【七子八珍(ななこはっちん)】

連日の寒さに凍える皆様!
やはり寒い冬には、足元のオンボロストーブより芯からあたたまる「あつ燗!」
上司の薄っぺらいねぎらいの言葉より「あつあつの鍋料理!」ですよねー
特に寒い地方ではこの時期「鍋料理」と言えば「タラ」料理が有名ですね。
名は体を表すとおり「魚」偏に「雪」と書いて「鱈」ですから、冬の大正解です!
山形の庄内地方では「寒ダラ汁(どんがら汁ともいう)」で「寒ダラ祭り」というお祭りがあったり、青森では鱈のアラの部分と大根などの野菜で煮た「じゃっぱ汁」などが有名!どちらもあったまりますよー
さらにマニアックなものとしては、タラの白子(東北では「たつ」とか「だつ」(ダツという魚ではありません)とか言います)をさっと湯がいて氷みずで〆て、もみじおろしにポン酢でも良し、天ぷらに塩でも良し、口いっぱいに広がるクリーミーな味わいが何ともたまらないっす!!
「捨てるところがない魚」という代名詞も「まぐろ」「鮭」などに並んで「鱈」も立派な選手ですよね。




実は寒い季節になると親の魚ばかりではなく、その子供たちもおいしくなります。
青森ではこれを表して「七子八珍」(ななこはっちん)という言葉があります。
「七子」は冬場に旬を迎える魚卵たち
たらこ・ましらこ(まだら)・このこ(なまこ)・たこのこ・ほたてのこ・すじこ・ぶりこ(はたはた)
「八珍」は地元海産物の珍味(新鮮さが条件のため、あまり県外には出回らない)
くりがに・がさえび(シャコ)・なまこ・うに・ふじつぼ・しらうお・さめ・ほや
これを聞いて経験者の方はすでに足の指がムズムズし始めていると思いますが、そうこの「七子八珍」を三回唱えると「痛風」が出来上がります(ウソですm(__)m)

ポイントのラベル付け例
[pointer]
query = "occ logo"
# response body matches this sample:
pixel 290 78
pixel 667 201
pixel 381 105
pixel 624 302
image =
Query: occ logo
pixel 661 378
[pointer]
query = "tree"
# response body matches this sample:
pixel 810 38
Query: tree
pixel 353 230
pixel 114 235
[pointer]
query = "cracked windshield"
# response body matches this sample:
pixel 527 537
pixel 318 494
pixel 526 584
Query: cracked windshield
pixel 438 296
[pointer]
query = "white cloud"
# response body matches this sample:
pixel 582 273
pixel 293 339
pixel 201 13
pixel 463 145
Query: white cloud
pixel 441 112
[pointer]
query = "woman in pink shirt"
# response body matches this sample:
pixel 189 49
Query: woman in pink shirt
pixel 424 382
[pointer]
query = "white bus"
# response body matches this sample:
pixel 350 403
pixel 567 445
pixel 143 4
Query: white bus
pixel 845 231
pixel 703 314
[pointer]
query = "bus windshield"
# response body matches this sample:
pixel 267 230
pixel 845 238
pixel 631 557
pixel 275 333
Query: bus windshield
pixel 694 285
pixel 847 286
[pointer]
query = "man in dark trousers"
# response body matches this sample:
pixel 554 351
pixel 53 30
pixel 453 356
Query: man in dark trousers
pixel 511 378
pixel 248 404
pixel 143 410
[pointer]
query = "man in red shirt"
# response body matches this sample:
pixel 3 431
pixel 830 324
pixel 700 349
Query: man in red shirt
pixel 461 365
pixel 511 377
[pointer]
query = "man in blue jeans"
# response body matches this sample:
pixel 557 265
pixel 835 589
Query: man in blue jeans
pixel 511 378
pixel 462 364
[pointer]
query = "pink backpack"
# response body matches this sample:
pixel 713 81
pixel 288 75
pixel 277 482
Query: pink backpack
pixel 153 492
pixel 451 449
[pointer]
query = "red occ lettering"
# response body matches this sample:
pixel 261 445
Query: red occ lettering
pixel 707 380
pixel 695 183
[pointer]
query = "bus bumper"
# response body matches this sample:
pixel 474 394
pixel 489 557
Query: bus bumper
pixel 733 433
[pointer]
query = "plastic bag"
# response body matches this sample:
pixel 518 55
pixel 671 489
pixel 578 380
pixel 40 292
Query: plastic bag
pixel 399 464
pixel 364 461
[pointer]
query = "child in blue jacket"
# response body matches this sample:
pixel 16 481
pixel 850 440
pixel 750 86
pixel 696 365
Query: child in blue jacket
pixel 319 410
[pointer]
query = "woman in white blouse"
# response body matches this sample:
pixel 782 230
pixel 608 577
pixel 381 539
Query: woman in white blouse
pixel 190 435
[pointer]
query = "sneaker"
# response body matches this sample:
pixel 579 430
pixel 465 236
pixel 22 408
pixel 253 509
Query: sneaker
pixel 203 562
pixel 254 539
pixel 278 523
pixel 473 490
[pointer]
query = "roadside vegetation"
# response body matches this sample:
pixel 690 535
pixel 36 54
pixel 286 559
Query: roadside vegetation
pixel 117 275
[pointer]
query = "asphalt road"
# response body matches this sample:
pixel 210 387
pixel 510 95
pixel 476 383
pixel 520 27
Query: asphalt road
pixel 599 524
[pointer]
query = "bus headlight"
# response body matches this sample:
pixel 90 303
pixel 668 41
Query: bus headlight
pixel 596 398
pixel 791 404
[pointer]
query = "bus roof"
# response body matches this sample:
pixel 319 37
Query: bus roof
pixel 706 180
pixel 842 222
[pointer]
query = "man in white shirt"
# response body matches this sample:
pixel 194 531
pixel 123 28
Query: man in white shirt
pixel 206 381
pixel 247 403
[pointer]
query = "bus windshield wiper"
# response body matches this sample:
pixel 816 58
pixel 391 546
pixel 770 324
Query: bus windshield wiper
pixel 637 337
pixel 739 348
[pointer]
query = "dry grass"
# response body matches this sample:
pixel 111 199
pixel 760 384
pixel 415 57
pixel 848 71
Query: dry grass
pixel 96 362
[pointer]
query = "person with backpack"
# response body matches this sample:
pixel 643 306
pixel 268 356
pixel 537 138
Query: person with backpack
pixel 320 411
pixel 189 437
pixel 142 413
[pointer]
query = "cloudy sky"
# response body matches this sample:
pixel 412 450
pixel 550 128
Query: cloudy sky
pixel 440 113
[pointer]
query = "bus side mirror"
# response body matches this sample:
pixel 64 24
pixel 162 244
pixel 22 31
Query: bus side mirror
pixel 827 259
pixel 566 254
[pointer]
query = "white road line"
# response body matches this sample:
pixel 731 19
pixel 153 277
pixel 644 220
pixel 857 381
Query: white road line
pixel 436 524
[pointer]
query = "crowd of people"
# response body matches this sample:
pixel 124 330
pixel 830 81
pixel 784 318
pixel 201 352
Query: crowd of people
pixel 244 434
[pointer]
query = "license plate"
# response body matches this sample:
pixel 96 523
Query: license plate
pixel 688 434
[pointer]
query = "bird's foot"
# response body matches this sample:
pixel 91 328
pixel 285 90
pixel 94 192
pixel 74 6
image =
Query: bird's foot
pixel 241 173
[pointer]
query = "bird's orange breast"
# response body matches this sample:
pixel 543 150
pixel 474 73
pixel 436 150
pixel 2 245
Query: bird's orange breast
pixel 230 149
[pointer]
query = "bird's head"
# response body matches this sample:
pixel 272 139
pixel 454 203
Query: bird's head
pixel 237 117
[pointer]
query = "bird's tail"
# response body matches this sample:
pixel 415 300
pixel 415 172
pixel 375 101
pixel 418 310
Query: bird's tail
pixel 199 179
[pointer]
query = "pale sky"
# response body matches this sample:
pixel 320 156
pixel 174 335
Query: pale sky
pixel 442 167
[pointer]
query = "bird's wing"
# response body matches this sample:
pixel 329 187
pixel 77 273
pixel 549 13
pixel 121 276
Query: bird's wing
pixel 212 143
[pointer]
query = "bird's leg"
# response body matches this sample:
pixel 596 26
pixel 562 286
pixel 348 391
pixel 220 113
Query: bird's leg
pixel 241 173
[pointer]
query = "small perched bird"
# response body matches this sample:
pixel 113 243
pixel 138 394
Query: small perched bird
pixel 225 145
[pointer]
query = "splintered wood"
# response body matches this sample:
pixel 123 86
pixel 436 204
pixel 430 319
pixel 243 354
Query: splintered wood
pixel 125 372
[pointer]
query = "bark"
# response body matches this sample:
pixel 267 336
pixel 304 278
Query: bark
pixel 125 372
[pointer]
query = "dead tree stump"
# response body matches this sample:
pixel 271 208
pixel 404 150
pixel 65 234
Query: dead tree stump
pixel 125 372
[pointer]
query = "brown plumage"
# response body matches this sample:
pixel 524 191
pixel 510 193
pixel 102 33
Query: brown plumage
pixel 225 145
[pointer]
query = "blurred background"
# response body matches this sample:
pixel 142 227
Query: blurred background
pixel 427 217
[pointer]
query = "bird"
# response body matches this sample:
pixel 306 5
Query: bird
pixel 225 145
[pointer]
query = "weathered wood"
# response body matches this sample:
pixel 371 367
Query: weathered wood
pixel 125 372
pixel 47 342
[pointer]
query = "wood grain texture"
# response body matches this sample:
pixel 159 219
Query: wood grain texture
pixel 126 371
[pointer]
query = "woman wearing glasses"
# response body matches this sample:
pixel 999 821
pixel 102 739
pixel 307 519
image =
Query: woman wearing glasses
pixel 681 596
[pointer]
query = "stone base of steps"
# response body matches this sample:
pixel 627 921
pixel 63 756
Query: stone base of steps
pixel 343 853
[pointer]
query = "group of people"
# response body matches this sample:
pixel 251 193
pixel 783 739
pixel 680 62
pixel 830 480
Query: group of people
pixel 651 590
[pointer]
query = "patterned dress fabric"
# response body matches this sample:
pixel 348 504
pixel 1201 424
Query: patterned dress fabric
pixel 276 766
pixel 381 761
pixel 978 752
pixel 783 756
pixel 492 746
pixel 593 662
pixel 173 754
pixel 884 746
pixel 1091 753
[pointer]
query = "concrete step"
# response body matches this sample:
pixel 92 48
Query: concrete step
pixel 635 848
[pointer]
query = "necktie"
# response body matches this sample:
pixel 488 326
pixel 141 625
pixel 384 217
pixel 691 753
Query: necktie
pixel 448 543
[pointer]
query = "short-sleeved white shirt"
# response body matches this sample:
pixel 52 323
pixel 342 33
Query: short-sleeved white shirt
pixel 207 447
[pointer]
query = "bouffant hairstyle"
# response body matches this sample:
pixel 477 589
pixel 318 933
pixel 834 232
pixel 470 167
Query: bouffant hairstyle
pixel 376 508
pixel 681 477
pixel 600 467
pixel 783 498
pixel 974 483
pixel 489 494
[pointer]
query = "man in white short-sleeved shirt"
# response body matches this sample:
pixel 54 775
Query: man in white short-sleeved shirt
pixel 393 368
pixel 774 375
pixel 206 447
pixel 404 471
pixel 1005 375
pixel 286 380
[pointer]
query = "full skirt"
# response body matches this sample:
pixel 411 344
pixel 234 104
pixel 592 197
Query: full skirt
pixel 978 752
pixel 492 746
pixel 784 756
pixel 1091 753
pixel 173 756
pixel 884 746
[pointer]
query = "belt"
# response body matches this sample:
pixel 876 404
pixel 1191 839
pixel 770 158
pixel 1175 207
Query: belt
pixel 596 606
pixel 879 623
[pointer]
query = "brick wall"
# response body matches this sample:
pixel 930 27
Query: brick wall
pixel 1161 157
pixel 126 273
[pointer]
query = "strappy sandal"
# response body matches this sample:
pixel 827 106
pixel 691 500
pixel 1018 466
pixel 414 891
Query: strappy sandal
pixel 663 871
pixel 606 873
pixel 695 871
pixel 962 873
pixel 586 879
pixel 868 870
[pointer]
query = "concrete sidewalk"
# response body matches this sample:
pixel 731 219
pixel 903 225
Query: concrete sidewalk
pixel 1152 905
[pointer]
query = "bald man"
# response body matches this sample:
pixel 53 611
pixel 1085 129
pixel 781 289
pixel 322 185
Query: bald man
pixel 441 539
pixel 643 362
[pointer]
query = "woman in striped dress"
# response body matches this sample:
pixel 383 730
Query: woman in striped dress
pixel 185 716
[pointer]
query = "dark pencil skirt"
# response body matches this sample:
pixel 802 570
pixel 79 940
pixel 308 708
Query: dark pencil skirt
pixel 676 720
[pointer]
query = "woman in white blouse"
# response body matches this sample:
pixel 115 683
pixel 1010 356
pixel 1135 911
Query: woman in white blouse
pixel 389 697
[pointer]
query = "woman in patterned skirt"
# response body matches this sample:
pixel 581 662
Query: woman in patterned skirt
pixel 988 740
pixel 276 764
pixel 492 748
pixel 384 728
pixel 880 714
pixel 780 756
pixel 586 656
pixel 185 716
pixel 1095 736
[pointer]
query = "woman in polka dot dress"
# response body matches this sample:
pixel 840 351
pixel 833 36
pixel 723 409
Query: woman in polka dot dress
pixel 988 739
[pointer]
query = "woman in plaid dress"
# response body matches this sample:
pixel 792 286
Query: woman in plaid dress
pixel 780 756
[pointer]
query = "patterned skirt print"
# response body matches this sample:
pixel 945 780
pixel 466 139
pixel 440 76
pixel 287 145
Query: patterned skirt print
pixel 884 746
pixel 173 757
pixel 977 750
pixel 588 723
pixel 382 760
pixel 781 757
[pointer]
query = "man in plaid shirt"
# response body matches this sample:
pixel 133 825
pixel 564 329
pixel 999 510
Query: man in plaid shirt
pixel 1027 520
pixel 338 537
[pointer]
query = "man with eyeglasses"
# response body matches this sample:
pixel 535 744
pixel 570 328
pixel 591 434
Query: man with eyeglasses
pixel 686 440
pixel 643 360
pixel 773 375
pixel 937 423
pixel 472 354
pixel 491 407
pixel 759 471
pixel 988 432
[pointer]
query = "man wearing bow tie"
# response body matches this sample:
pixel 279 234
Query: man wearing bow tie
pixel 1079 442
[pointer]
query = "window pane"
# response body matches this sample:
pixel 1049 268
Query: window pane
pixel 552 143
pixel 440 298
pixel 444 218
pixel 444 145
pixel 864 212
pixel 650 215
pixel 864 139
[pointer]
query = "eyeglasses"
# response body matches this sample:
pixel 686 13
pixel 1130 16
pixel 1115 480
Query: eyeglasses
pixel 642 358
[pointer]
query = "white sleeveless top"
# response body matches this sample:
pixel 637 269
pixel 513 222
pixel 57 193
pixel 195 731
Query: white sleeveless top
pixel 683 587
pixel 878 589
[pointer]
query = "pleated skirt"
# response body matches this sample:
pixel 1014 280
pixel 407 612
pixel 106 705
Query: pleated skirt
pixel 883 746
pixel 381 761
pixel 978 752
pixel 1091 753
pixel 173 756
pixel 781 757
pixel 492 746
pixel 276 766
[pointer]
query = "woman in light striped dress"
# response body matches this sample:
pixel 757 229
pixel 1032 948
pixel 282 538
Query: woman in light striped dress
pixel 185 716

#### [実施する作業]
A. 次の記述(i)〜(iii)がこのページの内容と一致するかどうかを「はい」か「いいえ」で答え、判断の決め手となる本文の語句を正確に引用してください。
(i) 山形の庄内地方には「寒ダラ祭り」というお祭りがある。
(ii) 「八珍」に挙げられた珍味は、県外にも多く出回っている。
(iii) 青森の「じゃっぱ汁」は、鱈のアラの部分と大根などの野菜で煮たものである。
B. このページの「名は体を表すとおり「魚」偏に「雪」と書いて「鱈」ですから、冬の大正解です!」から「実は寒い季節になると親の魚ばかりではなく、その子供たちもおいしくなります。」までの部分(両端を含む)を、「青森」を「秋田」に置き換えて書き改めてください。

#### [解答]
A.
(i) はい。「山形の庄内地方では「寒ダラ汁(どんがら汁ともいう)」で「寒ダラ祭り」というお祭りがあったり」
(ii) いいえ。「新鮮さが条件のため、あまり県外には出回らない」
(iii) はい。「青森では鱈のアラの部分と大根などの野菜で煮た「じゃっぱ汁」などが有名!」

B.
名は体を表すとおり「魚」偏に「雪」と書いて「鱈」ですから、冬の大正解です!
山形の庄内地方では「寒ダラ汁(どんがら汁ともいう)」で「寒ダラ祭り」というお祭りがあったり、秋田では鱈のアラの部分と大根などの野菜で煮た「じゃっぱ汁」などが有名!どちらもあったまりますよー
さらにマニアックなものとしては、タラの白子(東北では「たつ」とか「だつ」(ダツという魚ではありません)とか言います)をさっと湯がいて氷みずで〆て、もみじおろしにポン酢でも良し、天ぷらに塩でも良し、口いっぱいに広がるクリーミーな味わいが何ともたまらないっす!!
「捨てるところがない魚」という代名詞も「まぐろ」「鮭」などに並んで「鱈」も立派な選手ですよね。




実は寒い季節になると親の魚ばかりではなく、その子供たちもおいしくなります。